START RAW RECORDS

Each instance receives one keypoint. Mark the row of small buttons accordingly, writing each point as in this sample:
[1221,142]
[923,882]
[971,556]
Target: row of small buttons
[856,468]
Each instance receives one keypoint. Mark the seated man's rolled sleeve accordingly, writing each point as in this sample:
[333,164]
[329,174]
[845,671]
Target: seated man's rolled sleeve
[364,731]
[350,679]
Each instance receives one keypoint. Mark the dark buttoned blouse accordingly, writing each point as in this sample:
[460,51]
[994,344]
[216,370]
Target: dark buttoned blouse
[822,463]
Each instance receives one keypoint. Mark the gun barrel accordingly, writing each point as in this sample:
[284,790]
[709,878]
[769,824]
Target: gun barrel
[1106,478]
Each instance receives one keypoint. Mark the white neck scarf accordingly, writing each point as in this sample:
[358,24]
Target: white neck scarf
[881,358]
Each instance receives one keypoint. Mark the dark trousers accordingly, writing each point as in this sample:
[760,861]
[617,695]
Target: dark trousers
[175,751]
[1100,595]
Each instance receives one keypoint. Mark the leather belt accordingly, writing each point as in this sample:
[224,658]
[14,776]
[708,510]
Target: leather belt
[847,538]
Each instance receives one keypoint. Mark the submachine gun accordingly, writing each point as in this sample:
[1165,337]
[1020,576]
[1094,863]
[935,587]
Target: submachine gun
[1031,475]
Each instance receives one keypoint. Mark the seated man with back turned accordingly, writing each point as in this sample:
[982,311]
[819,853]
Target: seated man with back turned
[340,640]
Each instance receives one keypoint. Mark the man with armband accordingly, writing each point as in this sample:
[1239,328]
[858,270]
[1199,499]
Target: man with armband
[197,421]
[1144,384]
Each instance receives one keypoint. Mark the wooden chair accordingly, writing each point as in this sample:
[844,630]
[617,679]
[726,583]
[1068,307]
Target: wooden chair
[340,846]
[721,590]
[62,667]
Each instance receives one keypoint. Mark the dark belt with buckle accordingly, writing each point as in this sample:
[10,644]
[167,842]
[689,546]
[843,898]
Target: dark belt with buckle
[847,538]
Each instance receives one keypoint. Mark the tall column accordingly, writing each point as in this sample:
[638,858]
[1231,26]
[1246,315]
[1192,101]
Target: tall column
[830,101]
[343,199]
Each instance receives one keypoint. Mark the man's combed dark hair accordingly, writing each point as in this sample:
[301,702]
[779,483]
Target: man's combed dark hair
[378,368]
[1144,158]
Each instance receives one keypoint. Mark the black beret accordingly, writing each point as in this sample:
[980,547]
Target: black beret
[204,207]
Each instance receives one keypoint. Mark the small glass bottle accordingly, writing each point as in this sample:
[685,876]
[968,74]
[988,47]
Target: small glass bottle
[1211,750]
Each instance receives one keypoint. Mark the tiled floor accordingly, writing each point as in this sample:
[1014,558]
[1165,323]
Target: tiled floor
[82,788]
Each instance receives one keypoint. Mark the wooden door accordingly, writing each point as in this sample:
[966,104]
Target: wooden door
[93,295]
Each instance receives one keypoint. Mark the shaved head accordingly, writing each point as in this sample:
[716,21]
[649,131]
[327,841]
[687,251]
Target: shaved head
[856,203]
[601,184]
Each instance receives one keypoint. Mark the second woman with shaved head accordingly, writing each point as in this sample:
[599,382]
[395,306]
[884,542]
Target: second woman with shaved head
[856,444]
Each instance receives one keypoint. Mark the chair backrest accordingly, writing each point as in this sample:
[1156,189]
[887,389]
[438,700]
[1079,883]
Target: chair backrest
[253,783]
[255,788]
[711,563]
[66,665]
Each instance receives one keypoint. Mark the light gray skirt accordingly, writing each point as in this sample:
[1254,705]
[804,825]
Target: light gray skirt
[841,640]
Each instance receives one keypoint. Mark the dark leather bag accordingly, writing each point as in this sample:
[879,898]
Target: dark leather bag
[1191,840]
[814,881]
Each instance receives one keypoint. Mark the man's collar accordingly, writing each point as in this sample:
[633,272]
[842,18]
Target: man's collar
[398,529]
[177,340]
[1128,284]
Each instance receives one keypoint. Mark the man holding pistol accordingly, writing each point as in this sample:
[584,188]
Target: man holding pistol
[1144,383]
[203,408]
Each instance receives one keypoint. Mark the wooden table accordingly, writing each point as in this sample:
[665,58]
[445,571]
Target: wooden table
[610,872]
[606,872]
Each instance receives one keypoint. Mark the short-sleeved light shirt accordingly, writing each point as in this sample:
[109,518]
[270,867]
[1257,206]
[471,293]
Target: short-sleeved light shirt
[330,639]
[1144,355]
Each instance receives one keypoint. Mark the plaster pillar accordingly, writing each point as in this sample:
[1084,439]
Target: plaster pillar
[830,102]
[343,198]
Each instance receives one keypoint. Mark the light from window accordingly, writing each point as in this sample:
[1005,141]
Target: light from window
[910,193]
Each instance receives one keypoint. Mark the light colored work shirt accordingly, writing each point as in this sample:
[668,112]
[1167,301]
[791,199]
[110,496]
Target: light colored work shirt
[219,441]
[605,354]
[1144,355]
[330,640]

END RAW RECORDS

WHAT THE EXERCISE ASKS:
Copy out the records above word for word, from the line containing "Each instance receives one keypoint. Mark the chair" through the end of the records, including both ends.

COMPLETED TASK:
Each instance receives one keypoint. Mark the chair backrest accordingly, writing each point as in this sample:
[1156,189]
[887,389]
[438,700]
[1079,883]
Target: chair backrest
[253,783]
[255,788]
[711,563]
[66,665]
Each instance receives one keypoint. Mark the light gray skirt accordingly, writing each point as in this sample:
[1254,705]
[804,825]
Target: light gray skirt
[841,640]
Each instance receives one keypoint. Mark the dark leather bag accordingly, writing each point as in this sample:
[879,898]
Target: dark leather bag
[1191,840]
[814,881]
Each instance receives one keypoint. Mark the man's collar accordingly, writing each point as in this sample:
[633,272]
[842,18]
Target: man's collar
[398,529]
[177,340]
[1128,284]
Each instance receives one keypoint. Mark the man holding pistol accordingly, writing each point as in this sample:
[584,188]
Target: man holding pistol
[1144,383]
[203,408]
Each instance receives one keypoint. Mark the wooden table accordingly, writing each point as in this sample:
[665,58]
[445,571]
Target: wooden table
[610,872]
[606,872]
Each instance receives one keypoint. Mark the short-sleeved light shirt accordingly, writing each point as in this sample:
[109,518]
[270,867]
[1257,206]
[471,293]
Target: short-sleeved light shirt
[330,639]
[1144,355]
Each instance receives one keypoint. Mark the plaster pillar accordingly, writing each point as in this sample:
[1084,439]
Target: plaster pillar
[830,102]
[343,198]
Each instance receives one keypoint. Mark the light from window accordingly, writing each point as in this sample:
[1005,141]
Target: light from window
[910,193]
Each instance receives one keypoint. Mark the light colored work shirt accordingly, writing each point as in this sample:
[668,112]
[1167,301]
[791,199]
[110,496]
Target: light colored work shirt
[219,441]
[605,354]
[1144,355]
[330,640]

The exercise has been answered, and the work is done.